--- begin GIVEN ENTRIES ---
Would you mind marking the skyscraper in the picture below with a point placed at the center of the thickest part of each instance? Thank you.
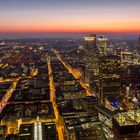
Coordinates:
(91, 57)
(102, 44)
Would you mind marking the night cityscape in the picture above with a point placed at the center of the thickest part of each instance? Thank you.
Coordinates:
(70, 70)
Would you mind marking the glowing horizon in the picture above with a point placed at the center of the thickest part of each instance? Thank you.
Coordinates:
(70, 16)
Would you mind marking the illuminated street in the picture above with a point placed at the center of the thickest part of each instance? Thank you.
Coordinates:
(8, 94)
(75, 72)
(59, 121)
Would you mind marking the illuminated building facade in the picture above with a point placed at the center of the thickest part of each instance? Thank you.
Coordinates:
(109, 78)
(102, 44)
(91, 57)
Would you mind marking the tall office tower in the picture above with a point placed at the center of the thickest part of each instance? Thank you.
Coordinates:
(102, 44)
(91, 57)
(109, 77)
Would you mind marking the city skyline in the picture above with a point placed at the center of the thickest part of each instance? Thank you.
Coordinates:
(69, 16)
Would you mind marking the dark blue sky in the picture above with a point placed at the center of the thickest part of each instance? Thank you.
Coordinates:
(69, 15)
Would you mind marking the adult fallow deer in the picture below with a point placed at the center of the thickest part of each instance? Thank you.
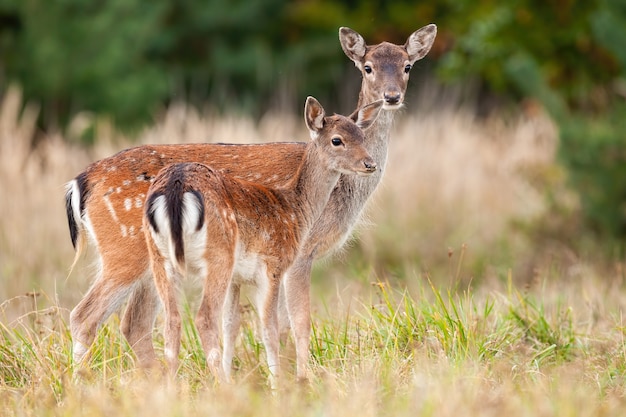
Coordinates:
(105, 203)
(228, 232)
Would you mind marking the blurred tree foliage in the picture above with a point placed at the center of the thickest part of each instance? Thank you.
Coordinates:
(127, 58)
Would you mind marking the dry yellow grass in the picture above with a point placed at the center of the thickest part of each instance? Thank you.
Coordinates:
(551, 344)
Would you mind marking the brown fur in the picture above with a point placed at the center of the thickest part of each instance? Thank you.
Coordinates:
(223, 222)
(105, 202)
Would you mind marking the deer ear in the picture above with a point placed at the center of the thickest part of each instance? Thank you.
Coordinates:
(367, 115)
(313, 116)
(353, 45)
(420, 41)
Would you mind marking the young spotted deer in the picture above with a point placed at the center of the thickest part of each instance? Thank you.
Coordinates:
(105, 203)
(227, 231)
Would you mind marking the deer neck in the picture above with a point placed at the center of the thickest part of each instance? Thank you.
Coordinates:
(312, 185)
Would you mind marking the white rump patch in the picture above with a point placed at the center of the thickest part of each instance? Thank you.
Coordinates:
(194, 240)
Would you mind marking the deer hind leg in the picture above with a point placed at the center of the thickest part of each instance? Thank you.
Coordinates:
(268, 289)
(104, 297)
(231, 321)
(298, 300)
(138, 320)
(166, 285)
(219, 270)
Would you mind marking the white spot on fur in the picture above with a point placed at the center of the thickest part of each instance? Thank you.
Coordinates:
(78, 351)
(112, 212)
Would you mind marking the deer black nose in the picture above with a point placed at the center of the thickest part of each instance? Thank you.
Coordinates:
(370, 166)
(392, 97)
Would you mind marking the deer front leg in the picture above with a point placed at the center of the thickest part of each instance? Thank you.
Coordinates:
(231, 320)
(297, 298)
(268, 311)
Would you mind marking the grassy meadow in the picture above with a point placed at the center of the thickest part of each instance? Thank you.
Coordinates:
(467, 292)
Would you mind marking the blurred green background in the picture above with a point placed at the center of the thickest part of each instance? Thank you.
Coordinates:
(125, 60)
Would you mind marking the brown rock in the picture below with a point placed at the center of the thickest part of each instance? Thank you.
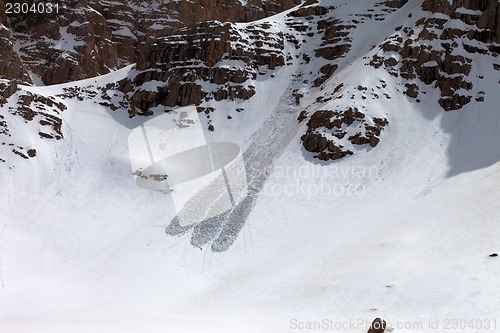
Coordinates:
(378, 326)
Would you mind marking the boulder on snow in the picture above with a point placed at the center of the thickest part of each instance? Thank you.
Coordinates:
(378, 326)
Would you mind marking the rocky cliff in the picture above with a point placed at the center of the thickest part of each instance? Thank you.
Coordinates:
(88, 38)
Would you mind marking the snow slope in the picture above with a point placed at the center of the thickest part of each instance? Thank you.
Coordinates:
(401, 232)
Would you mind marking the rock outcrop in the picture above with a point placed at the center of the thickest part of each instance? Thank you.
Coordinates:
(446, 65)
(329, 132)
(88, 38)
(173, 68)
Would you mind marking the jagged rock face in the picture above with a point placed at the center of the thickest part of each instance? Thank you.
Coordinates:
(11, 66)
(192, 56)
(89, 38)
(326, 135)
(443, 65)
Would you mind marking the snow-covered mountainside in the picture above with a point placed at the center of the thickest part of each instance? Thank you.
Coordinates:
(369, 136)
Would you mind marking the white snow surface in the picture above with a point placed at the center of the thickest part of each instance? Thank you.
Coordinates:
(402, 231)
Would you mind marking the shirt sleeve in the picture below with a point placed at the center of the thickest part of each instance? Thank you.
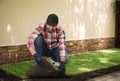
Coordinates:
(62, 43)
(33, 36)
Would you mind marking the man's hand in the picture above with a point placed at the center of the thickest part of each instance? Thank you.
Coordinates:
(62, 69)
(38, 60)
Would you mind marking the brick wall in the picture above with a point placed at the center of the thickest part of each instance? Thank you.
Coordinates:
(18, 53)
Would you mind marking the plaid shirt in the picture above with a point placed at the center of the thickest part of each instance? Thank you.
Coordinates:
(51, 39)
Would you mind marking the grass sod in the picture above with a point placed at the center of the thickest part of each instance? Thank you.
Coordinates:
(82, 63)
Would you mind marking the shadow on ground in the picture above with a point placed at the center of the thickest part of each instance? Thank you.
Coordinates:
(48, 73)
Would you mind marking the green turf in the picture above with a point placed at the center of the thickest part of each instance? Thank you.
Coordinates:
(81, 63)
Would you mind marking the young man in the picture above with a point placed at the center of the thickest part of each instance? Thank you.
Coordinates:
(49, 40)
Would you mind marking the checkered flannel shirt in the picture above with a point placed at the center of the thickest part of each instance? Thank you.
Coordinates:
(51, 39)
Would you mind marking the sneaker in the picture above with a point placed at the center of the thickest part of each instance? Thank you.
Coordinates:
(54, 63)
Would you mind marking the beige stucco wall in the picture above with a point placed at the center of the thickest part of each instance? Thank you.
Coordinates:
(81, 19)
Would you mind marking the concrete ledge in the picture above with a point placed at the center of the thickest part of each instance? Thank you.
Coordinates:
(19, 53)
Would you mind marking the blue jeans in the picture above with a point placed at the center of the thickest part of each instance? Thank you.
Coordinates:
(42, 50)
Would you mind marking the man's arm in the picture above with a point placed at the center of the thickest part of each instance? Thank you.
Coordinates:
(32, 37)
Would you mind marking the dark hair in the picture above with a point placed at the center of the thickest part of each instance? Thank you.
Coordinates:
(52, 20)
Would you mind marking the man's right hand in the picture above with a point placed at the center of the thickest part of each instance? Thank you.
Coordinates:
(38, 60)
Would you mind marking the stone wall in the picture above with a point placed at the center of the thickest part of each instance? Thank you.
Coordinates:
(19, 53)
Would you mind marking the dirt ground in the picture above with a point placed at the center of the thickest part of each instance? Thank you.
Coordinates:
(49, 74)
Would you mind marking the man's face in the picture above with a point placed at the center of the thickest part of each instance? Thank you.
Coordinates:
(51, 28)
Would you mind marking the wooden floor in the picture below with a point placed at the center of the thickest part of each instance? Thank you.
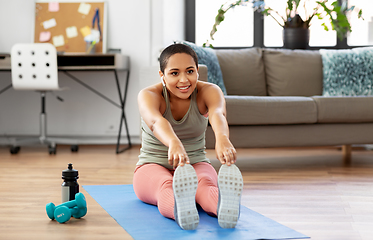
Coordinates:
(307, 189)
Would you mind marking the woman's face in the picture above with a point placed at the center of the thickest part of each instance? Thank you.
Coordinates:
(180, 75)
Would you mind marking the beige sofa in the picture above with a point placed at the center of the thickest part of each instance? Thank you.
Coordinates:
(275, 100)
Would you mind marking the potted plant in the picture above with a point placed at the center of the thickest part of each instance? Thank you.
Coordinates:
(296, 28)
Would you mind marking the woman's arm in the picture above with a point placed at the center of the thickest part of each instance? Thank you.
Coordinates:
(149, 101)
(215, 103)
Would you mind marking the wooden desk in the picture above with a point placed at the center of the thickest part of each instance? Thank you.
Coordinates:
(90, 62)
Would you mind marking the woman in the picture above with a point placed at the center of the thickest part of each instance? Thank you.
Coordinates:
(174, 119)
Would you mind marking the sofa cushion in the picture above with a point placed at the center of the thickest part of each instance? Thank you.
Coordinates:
--- end GIVEN ENTRIES ---
- _WHAT NEEDS TO BE DONE_
Write out the entries above word for word. Do not include the pictures.

- _EXERCISE RESPONSE_
Would you mind marking the skyscraper in the picture below with a point placed at the center of the thickest part of each instance? Thank you.
Coordinates:
(91, 57)
(102, 44)
Would you mind marking the night cityscape in the picture above with a point placed at the center of the thickest part of each instance? Thank you.
Coordinates:
(70, 70)
Would you mind marking the glowing horizon in the picture above with a point placed at the center of the thickest part of each instance? Thank you.
Coordinates:
(70, 16)
Would you mind marking the illuminated street in the picture above with a point placed at the center of the thickest part of each instance? Thank you.
Coordinates:
(8, 94)
(75, 72)
(59, 121)
Would you mind marking the illuminated building facade in the picture above with a point placed at the center of the thickest part of each instance? Thank you.
Coordinates:
(109, 78)
(102, 44)
(91, 57)
Would you mind marking the tall office tower in the picture above with a point placed at the center of the thickest part of each instance? Thank you.
Coordinates:
(102, 44)
(91, 57)
(109, 77)
Would you mind marking the city skyline in the picture above with a point placed at the center of the thickest part of each instance? Thank you.
Coordinates:
(69, 16)
Would you mind marking the dark blue sky in the picture above with a point placed at the center of the thickest part of each instance? Thank you.
Coordinates:
(69, 15)
Would you mind marking the adult fallow deer in the picture below with a point placed at the center of the thickest part of each instance? Thank you.
Coordinates:
(105, 203)
(228, 232)
Would you mind marking the blurred tree foliage in the picture above with a point placed at the center of the thickest part of each instance? Thank you.
Coordinates:
(127, 58)
Would you mind marking the dry yellow grass in the picture above with a point placed at the center of the thickest part of each instance? Thank you.
Coordinates:
(551, 344)
Would you mind marking the brown fur in the picture above with a point placed at the center of the thickest part of each instance? Thank you.
Coordinates:
(223, 222)
(105, 202)
Would you mind marking the deer ear in the picture above with a point placed at the center of the thickest part of each instance? Thank you.
Coordinates:
(367, 115)
(313, 116)
(353, 45)
(420, 41)
Would you mind marking the young spotted deer in the picture above with a point placed at the center of the thickest part of each instance? Thank you.
Coordinates:
(105, 203)
(227, 231)
Would you mind marking the deer neck in the picture above with a point placed at the center of the thickest part of each instance? Thank you.
Coordinates:
(312, 185)
Would you mind marking the white rump patch in the picture above with a point placed at the center of the thickest part of each instance? Thank you.
Coordinates:
(194, 240)
Would you mind marking the deer hind leg in the picture above with a point placed at the center of the thickest part of each instance? Thank you.
Coordinates:
(268, 289)
(104, 297)
(231, 321)
(298, 300)
(138, 320)
(166, 285)
(219, 270)
Would you mind marking the white spot on fur in the picture above with a point placed at the center of the thickest part of each instance? Thank you.
Coordinates:
(78, 351)
(112, 212)
Would you mind marking the deer black nose in the picture above with a point placed at the center of the thickest part of each instance? Thank you.
Coordinates:
(370, 166)
(392, 97)
Would you mind marking the deer front leg in the picture above with a point placed at the center of the thickest part of each instance? Thank you.
Coordinates:
(231, 320)
(297, 298)
(268, 311)
Would you mind marking the grassy meadow in the picture above with a point placed at the center of the thickest part of each instance? Thank you.
Coordinates:
(467, 292)
Would you mind marking the blurred green background in the picture above with a point placed at the center of the thickest part of each instance? Thank you.
Coordinates:
(125, 60)
Would you mind marking the brown rock in the picture below with a point placed at the center of the thickest part of each instance? Thank you.
Coordinates:
(378, 326)
Would you mind marking the boulder on snow in the picture above with a point placed at the center of the thickest part of each instance? Thank you.
Coordinates:
(378, 326)
Would you mind marking the rocky cliff in the picture above with a point placed at the center of the thickest part of each instance? Thank you.
Coordinates:
(88, 38)
Would you mind marking the snow slope in the picture above with a point placed at the center of the thickest part of each instance? Thank you.
Coordinates:
(401, 232)
Would you mind marking the rock outcrop in the picture above with a point placed at the center of the thickest part of each instance? Thank you.
Coordinates:
(446, 65)
(329, 132)
(88, 38)
(173, 68)
Would you mind marking the jagged rock face in the picture above with a point placed at the center of the thickest part of each instance? Thank you.
Coordinates:
(11, 66)
(192, 56)
(89, 38)
(326, 135)
(443, 65)
Would you mind marking the snow-covered mountainside in the picture above with a point placed at the center of the thickest part of each instance? Thank you.
Coordinates:
(369, 136)
Would you mind marking the white snow surface in the picture above with a point placed at the center of the thickest part of each instance? Thank you.
Coordinates:
(402, 231)
Would you mind marking the shirt sleeve in the picture below with a point placed at the center of the thickest part of each instance? Thank you.
Coordinates:
(62, 43)
(33, 36)
Would you mind marking the man's hand in the picture above with a point placed at the center of the thickest part of each instance? Thank you.
Coordinates:
(62, 69)
(38, 60)
Would you mind marking the brick wall in the picture above with a point placed at the center of the thickest part of each instance? Thank you.
Coordinates:
(18, 53)
Would you mind marking the plaid shirt in the picture above with a point placed at the center of the thickest part of each instance? Thank you.
Coordinates:
(51, 39)
Would you mind marking the grass sod in the picture above with a point placed at the center of the thickest part of each instance? Thank you.
Coordinates:
(82, 63)
Would you mind marking the shadow on ground in the picture above with a point placed at the center of the thickest part of each instance? Thank you.
Coordinates:
(48, 73)
Would you mind marking the green turf in the picture above with a point placed at the center of the thickest part of each instance? Thank you.
Coordinates:
(81, 63)
Would you mind marking the young man in the picture above with a point placed at the center of the thickest part of each instance? Thank you.
Coordinates:
(49, 40)
Would you mind marking the checkered flannel shirt in the picture above with a point placed at the center of the thickest part of each instance? Thank you.
Coordinates:
(51, 39)
Would you mind marking the sneaker in the picture above with a point placed at the center of the thickest part of each instance? Thank you.
Coordinates:
(54, 63)
Would you mind marking the beige stucco wall in the picture above with a point placed at the center of the thickest part of each instance? Thank you.
Coordinates:
(81, 19)
Would you mind marking the concrete ledge in the picture above with a point placed at the center of the thickest part of each instance? Thank you.
Coordinates:
(19, 53)
Would you mind marking the blue jeans in the picture above with a point placed at the center of the thickest part of each instance? Thank you.
Coordinates:
(42, 50)
Would you mind marking the man's arm in the picture above with a point placed at the center of the thickest part of each instance? Thank you.
Coordinates:
(32, 37)
Would you mind marking the dark hair in the picture above with a point placed at the center of the thickest part of each instance? Thank you.
Coordinates:
(52, 20)
Would you mind marking the man's right hand in the picture above with a point placed at the center of the thickest part of each instance? Thank you.
Coordinates:
(38, 60)
Would you mind marking the stone wall in the picture above with a point placed at the center of the thickest part of each instance? Thank you.
Coordinates:
(19, 53)
Would you mind marking the dirt ground in the picture above with a point placed at the center of the thickest part of each instance? Thank you.
Coordinates:
(49, 74)
Would you mind marking the man's face in the picture above with a point placed at the center of the thickest part of each instance? Thank you.
Coordinates:
(51, 28)
Would you mind marking the wooden floor in the picture below with a point placed at the center of the thickest part of each instance? Thank you.
Coordinates:
(307, 189)
Would you mind marking the woman's face in the picture above with a point placed at the center of the thickest part of each instance? Thank you.
Coordinates:
(180, 75)
Would you mind marking the beige sofa in the picture above with a point placed at the center of the thickest part of each instance? Thank you.
Coordinates:
(275, 100)
Would you mind marking the potted plant in the picture above with a point placed at the center of the thickest part of each instance? Thank you.
Coordinates:
(296, 28)
Would you mind marking the woman's arm in the picture above with a point placed at the center of the thickest part of each instance? Thank you.
Coordinates:
(149, 101)
(215, 103)
Would you mind marking the wooden desk in the picture above with a point placed at the center of the thickest part of each instance? Thank you.
Coordinates:
(90, 62)
Would you mind marking the woman in the picture above with a point placed at the center of the thickest part of each instance? Thank you.
Coordinates:
(174, 119)
Would you mind marking the sofa cushion in the picture above with a point placed at the center of the thickest part of each instance? Thank you.
Coordinates:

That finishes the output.